*Problem description*
Write out the lines of the listing below without changing a character, beginning with the line that contains "Readme: the locator spots each instance of the dry" and continuing through the last line of the listing, both ends included.

*Rows*
## Begin

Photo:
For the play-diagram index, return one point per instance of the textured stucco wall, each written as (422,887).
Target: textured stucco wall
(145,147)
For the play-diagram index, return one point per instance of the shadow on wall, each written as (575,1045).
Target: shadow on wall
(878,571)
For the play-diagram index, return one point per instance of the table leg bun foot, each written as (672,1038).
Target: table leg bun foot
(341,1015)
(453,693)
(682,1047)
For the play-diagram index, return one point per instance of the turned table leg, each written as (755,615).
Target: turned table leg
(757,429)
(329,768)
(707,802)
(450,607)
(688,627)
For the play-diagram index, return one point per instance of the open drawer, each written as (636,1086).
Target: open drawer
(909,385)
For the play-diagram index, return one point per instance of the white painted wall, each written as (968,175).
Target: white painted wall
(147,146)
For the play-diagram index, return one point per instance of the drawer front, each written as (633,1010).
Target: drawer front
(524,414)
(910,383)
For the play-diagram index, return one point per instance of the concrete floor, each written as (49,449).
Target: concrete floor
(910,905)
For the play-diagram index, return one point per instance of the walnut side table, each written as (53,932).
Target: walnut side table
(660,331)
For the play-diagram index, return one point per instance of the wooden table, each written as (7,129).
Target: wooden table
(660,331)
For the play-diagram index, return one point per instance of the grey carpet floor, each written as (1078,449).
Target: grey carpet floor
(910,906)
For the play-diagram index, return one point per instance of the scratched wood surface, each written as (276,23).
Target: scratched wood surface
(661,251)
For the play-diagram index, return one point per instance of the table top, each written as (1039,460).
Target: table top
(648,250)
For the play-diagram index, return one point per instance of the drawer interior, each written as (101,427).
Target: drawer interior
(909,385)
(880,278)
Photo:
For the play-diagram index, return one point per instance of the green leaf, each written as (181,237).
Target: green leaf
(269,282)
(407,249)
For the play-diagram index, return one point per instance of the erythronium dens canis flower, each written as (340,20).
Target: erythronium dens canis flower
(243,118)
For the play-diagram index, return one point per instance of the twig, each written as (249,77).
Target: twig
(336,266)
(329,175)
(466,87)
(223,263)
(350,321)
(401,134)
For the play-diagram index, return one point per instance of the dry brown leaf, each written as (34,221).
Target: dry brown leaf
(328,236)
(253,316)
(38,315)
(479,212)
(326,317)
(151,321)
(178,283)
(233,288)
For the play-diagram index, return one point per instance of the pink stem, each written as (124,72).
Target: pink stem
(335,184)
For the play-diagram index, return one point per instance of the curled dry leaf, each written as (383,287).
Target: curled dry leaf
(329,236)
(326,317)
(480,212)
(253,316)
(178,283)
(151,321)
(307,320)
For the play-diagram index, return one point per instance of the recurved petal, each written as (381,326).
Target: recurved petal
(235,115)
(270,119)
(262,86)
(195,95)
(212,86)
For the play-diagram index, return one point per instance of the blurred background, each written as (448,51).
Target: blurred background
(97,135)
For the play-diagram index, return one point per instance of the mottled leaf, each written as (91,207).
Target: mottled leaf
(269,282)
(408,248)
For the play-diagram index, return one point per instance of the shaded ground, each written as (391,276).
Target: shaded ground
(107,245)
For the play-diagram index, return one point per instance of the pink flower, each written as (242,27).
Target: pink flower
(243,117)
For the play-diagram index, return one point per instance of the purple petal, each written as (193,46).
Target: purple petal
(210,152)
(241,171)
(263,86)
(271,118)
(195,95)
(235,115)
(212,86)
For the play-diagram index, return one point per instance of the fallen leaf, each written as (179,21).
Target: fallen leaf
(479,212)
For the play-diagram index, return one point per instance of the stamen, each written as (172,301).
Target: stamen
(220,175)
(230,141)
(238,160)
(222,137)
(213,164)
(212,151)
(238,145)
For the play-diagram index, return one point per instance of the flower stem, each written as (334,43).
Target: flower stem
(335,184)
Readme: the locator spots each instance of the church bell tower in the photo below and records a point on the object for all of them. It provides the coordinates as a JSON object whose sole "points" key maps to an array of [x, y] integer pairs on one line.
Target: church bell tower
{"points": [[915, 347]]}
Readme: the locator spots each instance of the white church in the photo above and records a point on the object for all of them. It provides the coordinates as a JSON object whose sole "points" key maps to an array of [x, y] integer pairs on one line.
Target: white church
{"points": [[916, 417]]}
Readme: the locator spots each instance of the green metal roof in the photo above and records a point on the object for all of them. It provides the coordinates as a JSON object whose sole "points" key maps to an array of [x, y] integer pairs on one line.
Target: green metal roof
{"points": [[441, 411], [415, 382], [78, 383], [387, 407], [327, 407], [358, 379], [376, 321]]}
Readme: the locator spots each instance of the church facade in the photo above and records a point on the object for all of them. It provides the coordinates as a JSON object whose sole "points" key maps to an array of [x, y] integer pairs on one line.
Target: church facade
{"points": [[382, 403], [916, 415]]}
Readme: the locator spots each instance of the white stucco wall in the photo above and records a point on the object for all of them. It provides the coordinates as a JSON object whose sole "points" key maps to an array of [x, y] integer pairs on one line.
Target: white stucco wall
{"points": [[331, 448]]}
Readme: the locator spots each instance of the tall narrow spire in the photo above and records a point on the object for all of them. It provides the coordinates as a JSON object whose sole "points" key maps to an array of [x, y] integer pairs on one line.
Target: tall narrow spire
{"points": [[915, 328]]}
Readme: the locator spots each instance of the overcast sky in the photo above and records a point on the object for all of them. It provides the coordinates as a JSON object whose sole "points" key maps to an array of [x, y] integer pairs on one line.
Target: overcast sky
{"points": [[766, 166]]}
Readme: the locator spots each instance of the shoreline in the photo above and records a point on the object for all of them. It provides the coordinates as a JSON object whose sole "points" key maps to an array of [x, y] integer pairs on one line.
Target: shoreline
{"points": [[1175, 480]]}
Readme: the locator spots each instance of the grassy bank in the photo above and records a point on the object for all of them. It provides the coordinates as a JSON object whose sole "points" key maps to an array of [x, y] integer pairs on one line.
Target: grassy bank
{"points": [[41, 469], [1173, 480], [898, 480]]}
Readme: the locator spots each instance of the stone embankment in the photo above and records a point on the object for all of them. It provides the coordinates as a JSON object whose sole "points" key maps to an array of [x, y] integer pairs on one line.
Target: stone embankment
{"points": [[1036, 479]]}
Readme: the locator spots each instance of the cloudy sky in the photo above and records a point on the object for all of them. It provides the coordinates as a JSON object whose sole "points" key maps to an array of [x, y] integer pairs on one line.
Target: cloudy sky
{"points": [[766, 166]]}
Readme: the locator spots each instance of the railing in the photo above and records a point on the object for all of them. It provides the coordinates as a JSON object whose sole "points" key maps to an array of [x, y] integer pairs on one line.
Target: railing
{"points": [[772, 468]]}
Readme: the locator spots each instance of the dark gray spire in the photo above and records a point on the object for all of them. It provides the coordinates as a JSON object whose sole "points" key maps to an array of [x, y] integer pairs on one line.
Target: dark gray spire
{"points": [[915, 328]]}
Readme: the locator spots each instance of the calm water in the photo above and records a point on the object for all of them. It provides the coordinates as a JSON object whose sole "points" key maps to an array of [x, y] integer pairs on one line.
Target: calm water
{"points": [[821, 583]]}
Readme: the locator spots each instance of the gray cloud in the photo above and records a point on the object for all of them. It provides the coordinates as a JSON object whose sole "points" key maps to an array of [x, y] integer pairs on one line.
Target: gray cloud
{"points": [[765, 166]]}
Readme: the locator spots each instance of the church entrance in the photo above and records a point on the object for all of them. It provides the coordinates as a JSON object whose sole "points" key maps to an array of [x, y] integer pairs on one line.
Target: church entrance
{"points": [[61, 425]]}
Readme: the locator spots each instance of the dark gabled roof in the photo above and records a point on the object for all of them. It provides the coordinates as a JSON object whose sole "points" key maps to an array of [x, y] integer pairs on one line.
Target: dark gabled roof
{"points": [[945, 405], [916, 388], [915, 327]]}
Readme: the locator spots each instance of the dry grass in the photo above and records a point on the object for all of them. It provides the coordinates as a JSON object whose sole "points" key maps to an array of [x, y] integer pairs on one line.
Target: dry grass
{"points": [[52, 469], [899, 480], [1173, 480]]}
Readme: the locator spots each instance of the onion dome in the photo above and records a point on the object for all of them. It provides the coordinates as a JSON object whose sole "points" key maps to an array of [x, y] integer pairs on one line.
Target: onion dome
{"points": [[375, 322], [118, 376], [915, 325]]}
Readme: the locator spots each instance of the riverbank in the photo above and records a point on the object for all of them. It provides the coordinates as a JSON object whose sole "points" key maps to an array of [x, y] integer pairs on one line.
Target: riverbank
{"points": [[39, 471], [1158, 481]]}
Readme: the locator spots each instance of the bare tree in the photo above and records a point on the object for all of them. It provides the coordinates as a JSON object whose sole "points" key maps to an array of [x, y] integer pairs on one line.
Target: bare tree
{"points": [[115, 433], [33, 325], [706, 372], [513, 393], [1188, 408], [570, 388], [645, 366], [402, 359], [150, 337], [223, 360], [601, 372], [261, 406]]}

## End

*Solution below*
Readme: the locator spots each instance of the dry grass in the photo above and records a point on the object for all of them. It provides the coordinates as a JSON object whose sole "points" key maps to an array of [x, y] integer pairs on one line.
Target: dry grass
{"points": [[52, 469], [899, 480], [1173, 480]]}
Readme: the locator spots each instance of the onion dome in the photo above and records a point on the object for all of them. It provides the coordinates as a JSON object whose sole "points" key maps to an array of [x, y] integer pairs on one line.
Target: onion dome
{"points": [[375, 322], [118, 376], [915, 325]]}
Readme: the locator spots each instance of the riverbank in the photo above and records a point on the object for all of them. It provides the coordinates as a JSON object whose sole "points" key maps to an array of [x, y] integer pairs on one line.
Target: riverbank
{"points": [[39, 471], [1158, 481]]}
Readme: the locator spots each instance of the bare tree in the photo above and records a point on the object for all of them. It provides the coordinates as a JSON object whose sole "points" key maps to an array of [x, y] integer pairs on one line.
Target: bare tree
{"points": [[115, 433], [33, 325], [706, 372], [513, 393], [1188, 408], [570, 388], [645, 366], [402, 359], [150, 337], [223, 360], [601, 372], [261, 406]]}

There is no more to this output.